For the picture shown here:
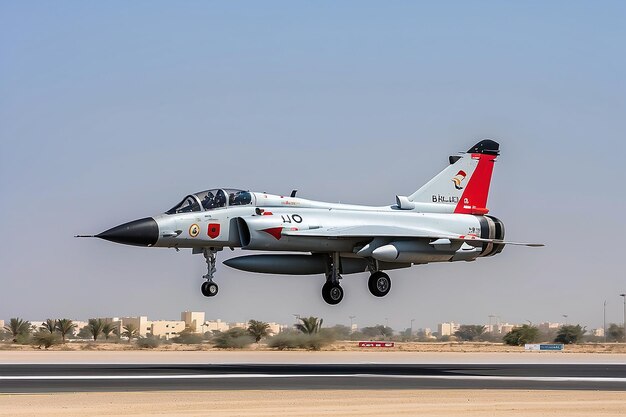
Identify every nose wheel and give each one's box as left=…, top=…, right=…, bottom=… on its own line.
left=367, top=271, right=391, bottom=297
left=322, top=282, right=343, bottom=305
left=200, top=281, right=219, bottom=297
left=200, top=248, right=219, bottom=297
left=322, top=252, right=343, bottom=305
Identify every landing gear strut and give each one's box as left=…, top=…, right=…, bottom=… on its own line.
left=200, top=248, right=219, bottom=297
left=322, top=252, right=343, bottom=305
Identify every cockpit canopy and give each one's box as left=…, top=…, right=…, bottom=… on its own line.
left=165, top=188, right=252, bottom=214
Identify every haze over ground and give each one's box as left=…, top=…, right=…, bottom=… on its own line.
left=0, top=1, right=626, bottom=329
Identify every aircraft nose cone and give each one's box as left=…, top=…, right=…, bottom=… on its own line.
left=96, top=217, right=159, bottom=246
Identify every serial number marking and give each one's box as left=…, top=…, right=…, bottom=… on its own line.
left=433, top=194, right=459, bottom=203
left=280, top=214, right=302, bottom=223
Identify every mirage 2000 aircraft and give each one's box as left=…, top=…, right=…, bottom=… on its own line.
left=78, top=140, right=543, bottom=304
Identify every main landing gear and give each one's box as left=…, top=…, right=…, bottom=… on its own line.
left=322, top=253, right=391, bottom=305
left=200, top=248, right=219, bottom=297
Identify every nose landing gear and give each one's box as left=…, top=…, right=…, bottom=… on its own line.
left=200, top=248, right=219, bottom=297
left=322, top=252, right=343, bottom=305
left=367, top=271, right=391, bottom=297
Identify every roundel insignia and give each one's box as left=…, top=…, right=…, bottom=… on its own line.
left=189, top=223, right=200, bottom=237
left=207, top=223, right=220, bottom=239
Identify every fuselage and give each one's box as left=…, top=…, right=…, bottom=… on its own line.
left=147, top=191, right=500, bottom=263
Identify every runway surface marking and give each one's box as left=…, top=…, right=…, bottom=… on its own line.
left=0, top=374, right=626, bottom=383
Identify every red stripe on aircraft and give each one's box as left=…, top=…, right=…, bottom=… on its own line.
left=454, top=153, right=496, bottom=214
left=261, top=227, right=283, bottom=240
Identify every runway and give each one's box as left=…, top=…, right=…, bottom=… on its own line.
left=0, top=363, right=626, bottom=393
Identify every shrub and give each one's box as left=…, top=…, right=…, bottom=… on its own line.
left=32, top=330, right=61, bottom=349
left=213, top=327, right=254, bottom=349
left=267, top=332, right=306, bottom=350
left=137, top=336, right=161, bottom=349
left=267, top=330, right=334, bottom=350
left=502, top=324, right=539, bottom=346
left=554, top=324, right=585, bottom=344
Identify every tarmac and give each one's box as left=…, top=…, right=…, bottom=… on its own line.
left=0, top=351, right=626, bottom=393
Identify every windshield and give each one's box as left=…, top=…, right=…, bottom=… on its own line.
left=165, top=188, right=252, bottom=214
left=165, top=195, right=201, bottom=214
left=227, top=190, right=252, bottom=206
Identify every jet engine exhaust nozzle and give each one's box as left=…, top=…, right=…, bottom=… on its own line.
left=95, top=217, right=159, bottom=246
□ □ □
• **What is asked**: Can you render the items above as a Markdown table with a Row column numbering each line and a Line column holding its text, skipping blank lines and leaving out the pictures?

• **Result for this exercise**:
| Row | Line |
|---|---|
| 1 | For the picture shown here: |
| 2 | Identify every nose wheel and give each one's box as left=…, top=…, right=…, bottom=… on its own line. |
| 3 | left=367, top=271, right=391, bottom=297 |
| 4 | left=322, top=282, right=343, bottom=305 |
| 5 | left=200, top=281, right=219, bottom=297 |
| 6 | left=200, top=248, right=219, bottom=297 |
| 7 | left=322, top=252, right=343, bottom=305 |
| 8 | Identify every landing gear strut and give each one's box as left=…, top=…, right=…, bottom=… on its own line. |
| 9 | left=200, top=248, right=219, bottom=297 |
| 10 | left=322, top=252, right=343, bottom=305 |
| 11 | Identify every cockpit canopy and give each one's box as left=…, top=…, right=…, bottom=… on its own line. |
| 12 | left=165, top=188, right=252, bottom=214 |
| 13 | Identify every haze over ground and give each one's box as left=…, top=…, right=…, bottom=… on its own line. |
| 14 | left=0, top=1, right=626, bottom=329 |
| 15 | Identify every aircraft nose cone and give each one's box as left=…, top=…, right=…, bottom=… on its own line. |
| 16 | left=96, top=217, right=159, bottom=246 |
| 17 | Identify every serial number marking and give each one's box as left=…, top=…, right=…, bottom=… on its own line. |
| 18 | left=433, top=194, right=459, bottom=203 |
| 19 | left=280, top=214, right=302, bottom=223 |
| 20 | Identify every mirage 2000 aircraft and give each one's box as left=…, top=…, right=…, bottom=… on its own line. |
| 21 | left=78, top=140, right=543, bottom=304 |
| 22 | Identify every main landing gear and give each one's box as left=…, top=…, right=…, bottom=… on its own line. |
| 23 | left=322, top=253, right=391, bottom=305 |
| 24 | left=200, top=248, right=219, bottom=297 |
| 25 | Identify every nose landing gear and give each one's box as left=…, top=…, right=…, bottom=… on its own line. |
| 26 | left=200, top=248, right=219, bottom=297 |
| 27 | left=322, top=252, right=343, bottom=305 |
| 28 | left=367, top=271, right=391, bottom=297 |
| 29 | Identify every roundel insignia and give each one's box as left=…, top=…, right=…, bottom=… on its own line. |
| 30 | left=189, top=223, right=200, bottom=237 |
| 31 | left=207, top=223, right=220, bottom=239 |
| 32 | Identify every fuselage and give each one's box as left=…, top=…, right=…, bottom=… on its own line. |
| 33 | left=147, top=191, right=500, bottom=263 |
| 34 | Identify every runway surface marking and give each one's box as left=…, top=…, right=…, bottom=… on its own line. |
| 35 | left=0, top=374, right=626, bottom=383 |
| 36 | Identify every red stripe on aircraft and give each one's box as left=…, top=…, right=…, bottom=… on its own line. |
| 37 | left=454, top=153, right=496, bottom=214 |
| 38 | left=261, top=227, right=283, bottom=240 |
| 39 | Identify every runway and give each one's box as left=…, top=…, right=…, bottom=… on its own line. |
| 40 | left=0, top=363, right=626, bottom=393 |
| 41 | Identify every shrub and give each one's box as left=…, top=…, right=…, bottom=… on its own line. |
| 42 | left=32, top=330, right=61, bottom=349 |
| 43 | left=213, top=327, right=254, bottom=349 |
| 44 | left=267, top=332, right=306, bottom=350 |
| 45 | left=137, top=336, right=161, bottom=349 |
| 46 | left=267, top=330, right=334, bottom=350 |
| 47 | left=502, top=324, right=539, bottom=346 |
| 48 | left=554, top=324, right=585, bottom=344 |
| 49 | Identify every tarmac and give each one's box as left=…, top=…, right=…, bottom=… on its own line. |
| 50 | left=0, top=351, right=626, bottom=393 |
| 51 | Identify every windshield and give each one's box as left=…, top=…, right=…, bottom=… on its own line. |
| 52 | left=165, top=188, right=252, bottom=214 |
| 53 | left=165, top=195, right=201, bottom=214 |
| 54 | left=227, top=190, right=252, bottom=206 |
| 55 | Identify every jet engine exhaust nozzle and give each one's box as left=…, top=…, right=…, bottom=… on its own line. |
| 56 | left=95, top=217, right=159, bottom=246 |